> [Task objective]
Write out exactly, please, the lines from the one containing "Readme: the locator spots each instance of the forearm" to the end of the material.

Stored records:
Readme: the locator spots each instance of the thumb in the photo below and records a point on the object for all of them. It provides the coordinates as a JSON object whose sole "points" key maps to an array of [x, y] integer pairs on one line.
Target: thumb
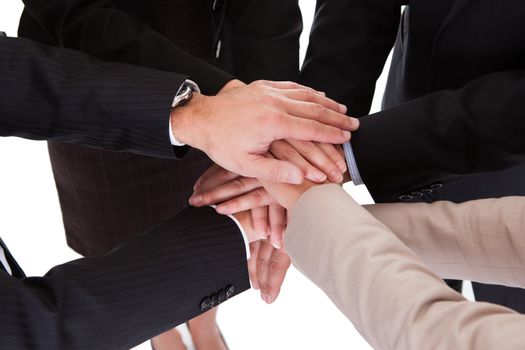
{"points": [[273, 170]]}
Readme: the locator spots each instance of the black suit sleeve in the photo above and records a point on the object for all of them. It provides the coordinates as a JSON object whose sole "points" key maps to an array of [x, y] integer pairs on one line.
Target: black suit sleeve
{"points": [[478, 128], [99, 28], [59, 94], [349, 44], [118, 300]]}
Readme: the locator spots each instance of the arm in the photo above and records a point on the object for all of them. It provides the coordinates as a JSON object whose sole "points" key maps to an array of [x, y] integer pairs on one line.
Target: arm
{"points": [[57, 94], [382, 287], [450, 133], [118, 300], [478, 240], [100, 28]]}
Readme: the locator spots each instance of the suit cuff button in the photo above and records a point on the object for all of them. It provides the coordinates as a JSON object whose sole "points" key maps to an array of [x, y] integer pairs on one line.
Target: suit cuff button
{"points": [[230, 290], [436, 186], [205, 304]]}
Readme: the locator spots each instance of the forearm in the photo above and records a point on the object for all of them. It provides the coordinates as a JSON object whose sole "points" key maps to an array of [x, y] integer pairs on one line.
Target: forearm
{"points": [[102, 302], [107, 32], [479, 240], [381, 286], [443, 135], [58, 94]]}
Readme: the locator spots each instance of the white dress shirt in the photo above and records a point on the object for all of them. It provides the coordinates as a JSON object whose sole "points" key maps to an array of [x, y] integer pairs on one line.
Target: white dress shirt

> [Final result]
Readme: the locator spots each instance of the forearm in the photo above and records a point on the object for all of them. It provides the coordinates as a JSON object whose sole "points" key maps to an array of [x, y] integer pairs on one line.
Target: forearm
{"points": [[102, 302], [107, 32], [479, 240], [381, 286], [443, 135], [58, 94]]}
Readme: the locator spots each instance of the white dress shirt in the photo above and records a point on the object for all of them. It provides the coordinates as a JSON object whose sole "points" key maps to an array of [x, y] integer pairs on one line.
Target: white dress shirt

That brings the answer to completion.